DATASET>
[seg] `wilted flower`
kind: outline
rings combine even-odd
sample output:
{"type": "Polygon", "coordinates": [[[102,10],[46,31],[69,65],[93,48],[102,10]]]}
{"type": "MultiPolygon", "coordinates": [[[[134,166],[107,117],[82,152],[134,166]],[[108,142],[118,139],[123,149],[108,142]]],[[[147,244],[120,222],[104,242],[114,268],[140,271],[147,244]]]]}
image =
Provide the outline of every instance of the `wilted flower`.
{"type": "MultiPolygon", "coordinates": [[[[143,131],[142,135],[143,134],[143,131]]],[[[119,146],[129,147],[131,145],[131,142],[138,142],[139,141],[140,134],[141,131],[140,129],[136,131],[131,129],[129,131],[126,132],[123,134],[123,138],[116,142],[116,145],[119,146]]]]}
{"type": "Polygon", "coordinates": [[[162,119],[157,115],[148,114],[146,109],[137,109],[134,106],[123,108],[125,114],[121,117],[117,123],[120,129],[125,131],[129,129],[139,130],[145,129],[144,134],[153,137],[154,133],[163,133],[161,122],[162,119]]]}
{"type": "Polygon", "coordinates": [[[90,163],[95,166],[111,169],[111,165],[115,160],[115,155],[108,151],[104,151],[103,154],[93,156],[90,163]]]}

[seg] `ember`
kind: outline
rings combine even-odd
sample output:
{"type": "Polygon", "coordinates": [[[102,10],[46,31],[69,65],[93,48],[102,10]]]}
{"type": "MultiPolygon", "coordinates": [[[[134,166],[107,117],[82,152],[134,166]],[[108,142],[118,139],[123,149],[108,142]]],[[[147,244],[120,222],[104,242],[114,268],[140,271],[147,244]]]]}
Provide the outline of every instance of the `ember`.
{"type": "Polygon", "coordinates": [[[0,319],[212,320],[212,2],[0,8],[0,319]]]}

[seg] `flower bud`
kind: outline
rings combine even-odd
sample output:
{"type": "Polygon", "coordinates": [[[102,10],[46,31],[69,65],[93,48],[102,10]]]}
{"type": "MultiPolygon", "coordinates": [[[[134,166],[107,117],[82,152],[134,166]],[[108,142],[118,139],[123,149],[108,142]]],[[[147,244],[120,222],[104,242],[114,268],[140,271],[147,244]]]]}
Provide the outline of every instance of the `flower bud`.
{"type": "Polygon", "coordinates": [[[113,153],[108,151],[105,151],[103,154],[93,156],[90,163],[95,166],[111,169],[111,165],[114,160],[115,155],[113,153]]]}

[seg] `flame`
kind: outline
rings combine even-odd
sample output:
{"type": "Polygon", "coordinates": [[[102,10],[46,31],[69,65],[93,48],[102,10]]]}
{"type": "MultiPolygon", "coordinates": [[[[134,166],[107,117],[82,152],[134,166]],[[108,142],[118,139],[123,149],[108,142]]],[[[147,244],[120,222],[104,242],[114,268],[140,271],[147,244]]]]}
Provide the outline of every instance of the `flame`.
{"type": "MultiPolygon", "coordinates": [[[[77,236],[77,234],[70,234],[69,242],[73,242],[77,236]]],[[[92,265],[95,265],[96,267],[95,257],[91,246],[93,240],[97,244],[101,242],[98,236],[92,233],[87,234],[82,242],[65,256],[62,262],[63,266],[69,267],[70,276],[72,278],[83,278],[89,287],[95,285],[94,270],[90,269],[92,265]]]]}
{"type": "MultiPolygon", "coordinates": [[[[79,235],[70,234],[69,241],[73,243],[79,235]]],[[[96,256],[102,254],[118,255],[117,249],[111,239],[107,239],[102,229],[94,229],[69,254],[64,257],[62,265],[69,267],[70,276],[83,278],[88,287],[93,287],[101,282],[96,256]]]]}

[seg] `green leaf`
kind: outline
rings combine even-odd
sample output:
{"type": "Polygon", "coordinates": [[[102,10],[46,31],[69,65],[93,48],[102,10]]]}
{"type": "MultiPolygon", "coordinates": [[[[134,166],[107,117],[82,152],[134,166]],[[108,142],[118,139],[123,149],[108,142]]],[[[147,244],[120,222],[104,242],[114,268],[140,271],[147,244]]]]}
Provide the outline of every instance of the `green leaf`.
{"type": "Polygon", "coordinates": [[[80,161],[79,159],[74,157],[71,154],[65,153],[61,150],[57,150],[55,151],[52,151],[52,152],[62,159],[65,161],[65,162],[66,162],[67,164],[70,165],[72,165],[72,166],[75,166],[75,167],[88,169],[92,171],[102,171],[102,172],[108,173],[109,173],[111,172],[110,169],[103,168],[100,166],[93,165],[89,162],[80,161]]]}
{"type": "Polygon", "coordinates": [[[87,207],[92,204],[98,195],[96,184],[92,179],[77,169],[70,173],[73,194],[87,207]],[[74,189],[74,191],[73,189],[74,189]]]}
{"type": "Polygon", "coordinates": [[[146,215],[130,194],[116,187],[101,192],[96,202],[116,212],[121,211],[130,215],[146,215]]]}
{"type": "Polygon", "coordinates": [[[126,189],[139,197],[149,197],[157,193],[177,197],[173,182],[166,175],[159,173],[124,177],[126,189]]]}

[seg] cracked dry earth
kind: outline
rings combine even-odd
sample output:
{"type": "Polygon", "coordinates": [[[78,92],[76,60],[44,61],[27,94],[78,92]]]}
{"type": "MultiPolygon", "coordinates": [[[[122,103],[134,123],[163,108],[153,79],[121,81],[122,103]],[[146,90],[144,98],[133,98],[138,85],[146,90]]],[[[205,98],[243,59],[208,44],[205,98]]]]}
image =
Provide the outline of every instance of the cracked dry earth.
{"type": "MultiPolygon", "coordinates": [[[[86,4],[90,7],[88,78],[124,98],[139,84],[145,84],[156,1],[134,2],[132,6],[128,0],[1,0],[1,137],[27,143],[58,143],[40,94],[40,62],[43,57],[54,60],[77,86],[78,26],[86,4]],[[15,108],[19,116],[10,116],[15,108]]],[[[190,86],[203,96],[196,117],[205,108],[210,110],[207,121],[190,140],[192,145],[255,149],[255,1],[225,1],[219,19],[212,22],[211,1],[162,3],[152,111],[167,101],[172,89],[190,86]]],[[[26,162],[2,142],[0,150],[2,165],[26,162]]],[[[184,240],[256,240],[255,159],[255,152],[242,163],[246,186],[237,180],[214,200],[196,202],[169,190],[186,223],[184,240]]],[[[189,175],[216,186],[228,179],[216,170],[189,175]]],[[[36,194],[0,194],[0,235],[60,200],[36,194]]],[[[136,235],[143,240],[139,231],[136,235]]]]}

TASK DIRECTIONS> Quote all of the data above word for word, from its first line to its last.

EXERCISE ANSWER>
[seg] `wilted flower`
kind: outline
rings combine even-odd
sample output:
{"type": "Polygon", "coordinates": [[[102,10],[46,31],[69,65],[93,48],[102,10]]]}
{"type": "MultiPolygon", "coordinates": [[[[134,166],[107,117],[82,152],[134,166]],[[108,142],[118,139],[123,149],[108,142]]],[[[147,244],[120,222],[104,242],[114,268],[140,271],[147,244]]]]}
image =
Provide the outline of every instance of the `wilted flower`.
{"type": "MultiPolygon", "coordinates": [[[[143,131],[142,135],[143,134],[143,131]]],[[[119,146],[129,147],[131,145],[131,142],[138,142],[139,141],[140,134],[141,131],[140,129],[136,131],[131,129],[129,131],[126,132],[123,134],[123,138],[116,142],[116,145],[119,146]]]]}
{"type": "Polygon", "coordinates": [[[162,119],[157,115],[148,114],[146,109],[137,109],[134,106],[123,108],[125,114],[121,117],[117,123],[120,129],[125,131],[129,129],[139,130],[145,129],[144,134],[153,137],[154,133],[163,133],[161,122],[162,119]]]}
{"type": "Polygon", "coordinates": [[[90,163],[95,166],[111,169],[111,165],[115,160],[115,155],[108,151],[104,151],[103,154],[93,156],[90,163]]]}

[seg] `ember`
kind: outline
rings combine even-odd
sample output:
{"type": "Polygon", "coordinates": [[[102,10],[46,31],[69,65],[93,48],[102,10]]]}
{"type": "MultiPolygon", "coordinates": [[[[134,166],[107,117],[82,152],[134,166]],[[108,142],[118,139],[123,149],[108,142]]],[[[147,244],[120,222],[104,242],[114,268],[140,271],[147,244]]]]}
Provide the outline of every instance of the `ember`.
{"type": "Polygon", "coordinates": [[[0,319],[212,320],[212,2],[0,8],[0,319]]]}

[seg] `flower bud`
kind: outline
rings combine even-odd
sample output:
{"type": "Polygon", "coordinates": [[[102,10],[46,31],[69,65],[93,48],[102,10]]]}
{"type": "MultiPolygon", "coordinates": [[[[134,166],[107,117],[82,152],[134,166]],[[108,142],[118,139],[123,149],[108,142]]],[[[147,244],[120,222],[104,242],[114,268],[140,271],[147,244]]]]}
Provide the outline of every instance of the `flower bud`.
{"type": "Polygon", "coordinates": [[[113,153],[108,151],[105,151],[103,154],[93,156],[90,163],[95,166],[111,169],[111,165],[114,160],[115,155],[113,153]]]}

[seg] `flame`
kind: outline
rings combine even-odd
sample output:
{"type": "Polygon", "coordinates": [[[102,10],[46,31],[69,65],[93,48],[102,10]]]}
{"type": "MultiPolygon", "coordinates": [[[[134,166],[107,117],[82,152],[134,166]],[[108,142],[118,139],[123,149],[108,142]]],[[[147,244],[120,222],[104,242],[114,268],[140,271],[147,244]]]]}
Provide the outline of every instance of the `flame`.
{"type": "MultiPolygon", "coordinates": [[[[77,236],[77,234],[70,234],[69,242],[73,242],[77,236]]],[[[92,265],[95,265],[96,267],[95,257],[91,246],[93,240],[97,244],[101,242],[98,236],[92,233],[87,234],[82,242],[65,256],[62,262],[63,266],[69,267],[70,276],[72,278],[83,278],[89,287],[95,285],[94,270],[90,269],[92,265]]]]}
{"type": "MultiPolygon", "coordinates": [[[[79,235],[70,234],[69,241],[73,243],[79,235]]],[[[96,256],[102,254],[118,255],[117,249],[111,239],[107,239],[102,229],[94,229],[69,254],[64,257],[62,265],[69,267],[70,276],[83,278],[88,287],[93,287],[101,282],[96,256]]]]}

[seg] `green leaf`
kind: outline
rings combine even-odd
sample output:
{"type": "Polygon", "coordinates": [[[102,10],[46,31],[69,65],[93,48],[102,10]]]}
{"type": "MultiPolygon", "coordinates": [[[[134,166],[107,117],[82,152],[134,166]],[[108,142],[118,139],[123,149],[108,142]]],[[[147,244],[120,222],[104,242],[114,268],[140,271],[147,244]]]]}
Provide the outline of every instance of the `green leaf`.
{"type": "Polygon", "coordinates": [[[80,161],[79,159],[74,157],[71,154],[65,153],[61,150],[57,150],[55,151],[52,151],[52,152],[62,159],[65,161],[65,162],[66,162],[67,164],[70,165],[72,165],[72,166],[75,166],[75,167],[88,169],[92,171],[102,171],[102,172],[108,173],[109,173],[111,172],[110,169],[103,168],[100,166],[93,165],[89,162],[80,161]]]}
{"type": "Polygon", "coordinates": [[[87,207],[92,204],[98,195],[96,184],[92,179],[77,169],[70,173],[73,194],[87,207]],[[74,189],[74,191],[73,189],[74,189]]]}
{"type": "Polygon", "coordinates": [[[146,215],[130,194],[116,187],[101,192],[96,202],[116,212],[121,211],[130,215],[146,215]]]}
{"type": "Polygon", "coordinates": [[[126,189],[139,197],[149,197],[157,193],[177,197],[173,182],[166,175],[159,173],[124,177],[126,189]]]}

[seg] cracked dry earth
kind: outline
rings combine even-odd
sample output:
{"type": "Polygon", "coordinates": [[[78,92],[76,60],[44,61],[27,94],[78,92]]]}
{"type": "MultiPolygon", "coordinates": [[[[122,103],[134,123],[163,108],[153,79],[121,81],[122,103]],[[146,90],[144,98],[133,98],[138,85],[146,90]]],[[[205,98],[243,59],[208,44],[205,98]]]]}
image =
Provide the outline of every instance of the cracked dry earth.
{"type": "MultiPolygon", "coordinates": [[[[86,4],[90,7],[88,78],[124,98],[139,84],[145,84],[156,1],[134,2],[132,6],[128,0],[1,0],[1,137],[27,143],[58,143],[40,94],[40,62],[43,57],[54,60],[77,86],[78,26],[86,4]],[[15,108],[19,116],[10,116],[15,108]]],[[[190,86],[203,96],[196,117],[205,108],[210,110],[207,121],[190,140],[192,145],[255,149],[255,1],[225,1],[219,19],[212,22],[211,1],[162,3],[152,111],[167,101],[172,89],[190,86]]],[[[26,162],[2,142],[0,150],[2,165],[26,162]]],[[[184,240],[256,240],[255,159],[255,152],[242,163],[246,186],[237,180],[214,200],[196,202],[169,190],[186,223],[184,240]]],[[[189,175],[216,186],[228,179],[216,170],[189,175]]],[[[36,194],[0,194],[0,235],[60,200],[36,194]]],[[[136,235],[143,240],[139,231],[136,235]]]]}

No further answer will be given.